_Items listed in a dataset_

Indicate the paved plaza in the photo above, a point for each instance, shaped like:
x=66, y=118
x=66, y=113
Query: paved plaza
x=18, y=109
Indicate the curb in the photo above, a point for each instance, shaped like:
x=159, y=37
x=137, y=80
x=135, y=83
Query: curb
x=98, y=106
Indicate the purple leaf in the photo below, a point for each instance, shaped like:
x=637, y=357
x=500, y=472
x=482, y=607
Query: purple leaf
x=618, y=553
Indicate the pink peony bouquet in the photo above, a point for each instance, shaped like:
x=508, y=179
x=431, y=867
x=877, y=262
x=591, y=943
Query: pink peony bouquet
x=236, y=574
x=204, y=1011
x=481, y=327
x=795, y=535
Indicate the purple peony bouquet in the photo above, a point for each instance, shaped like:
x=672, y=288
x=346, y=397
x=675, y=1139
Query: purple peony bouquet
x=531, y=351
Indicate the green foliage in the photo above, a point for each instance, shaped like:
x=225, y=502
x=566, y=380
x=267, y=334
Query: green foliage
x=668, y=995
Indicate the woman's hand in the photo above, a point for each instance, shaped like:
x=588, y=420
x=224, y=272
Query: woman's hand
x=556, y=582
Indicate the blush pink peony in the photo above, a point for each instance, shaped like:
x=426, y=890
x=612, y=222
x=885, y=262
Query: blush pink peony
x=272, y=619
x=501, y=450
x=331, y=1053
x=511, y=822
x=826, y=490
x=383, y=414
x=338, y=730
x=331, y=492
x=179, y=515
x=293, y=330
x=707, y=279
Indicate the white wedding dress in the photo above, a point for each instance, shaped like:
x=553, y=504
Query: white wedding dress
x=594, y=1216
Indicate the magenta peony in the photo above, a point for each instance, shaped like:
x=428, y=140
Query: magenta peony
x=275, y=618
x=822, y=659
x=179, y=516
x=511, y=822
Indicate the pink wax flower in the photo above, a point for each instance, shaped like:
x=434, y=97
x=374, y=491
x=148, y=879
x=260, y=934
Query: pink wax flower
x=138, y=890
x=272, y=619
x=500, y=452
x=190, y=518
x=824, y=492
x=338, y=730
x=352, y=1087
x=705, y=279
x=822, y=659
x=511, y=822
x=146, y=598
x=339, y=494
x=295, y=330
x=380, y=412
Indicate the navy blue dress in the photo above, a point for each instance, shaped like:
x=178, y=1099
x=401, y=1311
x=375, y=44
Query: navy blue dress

_Task to carry out_
Write out the records above again with every "Indicate" switched to "Mark" and nothing else changed.

_Exercise solution_
Mark the paved plaza in the photo above, a point for each instance, shaped like:
x=66, y=118
x=66, y=113
Query: paved plaza
x=18, y=109
Mark the curb in the photo above, a point for each instance, shaped like:
x=159, y=37
x=137, y=80
x=135, y=83
Query: curb
x=98, y=106
Mark the purple leaf in the photo below, a point for each instance, shaped like:
x=637, y=357
x=500, y=472
x=482, y=607
Query: purple leaf
x=618, y=553
Mark the pink peony bouquet in the photo above, a point for each instance, shaped like:
x=508, y=179
x=431, y=867
x=877, y=262
x=591, y=943
Query: pink peony bouquet
x=236, y=574
x=204, y=1011
x=481, y=327
x=795, y=535
Mark the purple peony bouquet in the photo above, a point for each instance, shaped like:
x=672, y=288
x=346, y=397
x=675, y=1139
Query: purple peony bouquet
x=531, y=351
Mark the green foliage in the photo above, a point for each instance, shaped like:
x=225, y=502
x=566, y=380
x=267, y=334
Query: green foliage
x=668, y=995
Mark the woman's hand in the photo above, a point for each instance, shaped like:
x=588, y=420
x=224, y=272
Query: woman's hand
x=556, y=582
Mark the blush pink peony in the photo above, a point for each instance, shaped like:
x=426, y=890
x=612, y=222
x=885, y=262
Query: blush pink peony
x=272, y=619
x=501, y=450
x=331, y=1053
x=511, y=822
x=826, y=490
x=383, y=414
x=338, y=730
x=331, y=492
x=179, y=515
x=293, y=330
x=707, y=279
Mark the white wedding dress in the photo above, a point for each instance, shaped like:
x=553, y=504
Query: white wedding dress
x=594, y=1216
Mark the magenta peony in the photo above, a point for each instance, shaped like:
x=428, y=140
Query: magenta peony
x=275, y=618
x=822, y=659
x=179, y=516
x=511, y=822
Mark the pink wax flower in the photo above, a point for each instance, shaped like:
x=434, y=97
x=374, y=491
x=148, y=879
x=260, y=934
Query: pink wax flower
x=138, y=890
x=272, y=619
x=500, y=452
x=190, y=518
x=824, y=492
x=338, y=730
x=352, y=1087
x=705, y=279
x=822, y=659
x=511, y=822
x=146, y=598
x=339, y=494
x=295, y=330
x=380, y=412
Mark the navy blue dress in the photo above, a point for each instance, shaped like:
x=178, y=1099
x=401, y=1311
x=375, y=44
Query: navy blue dress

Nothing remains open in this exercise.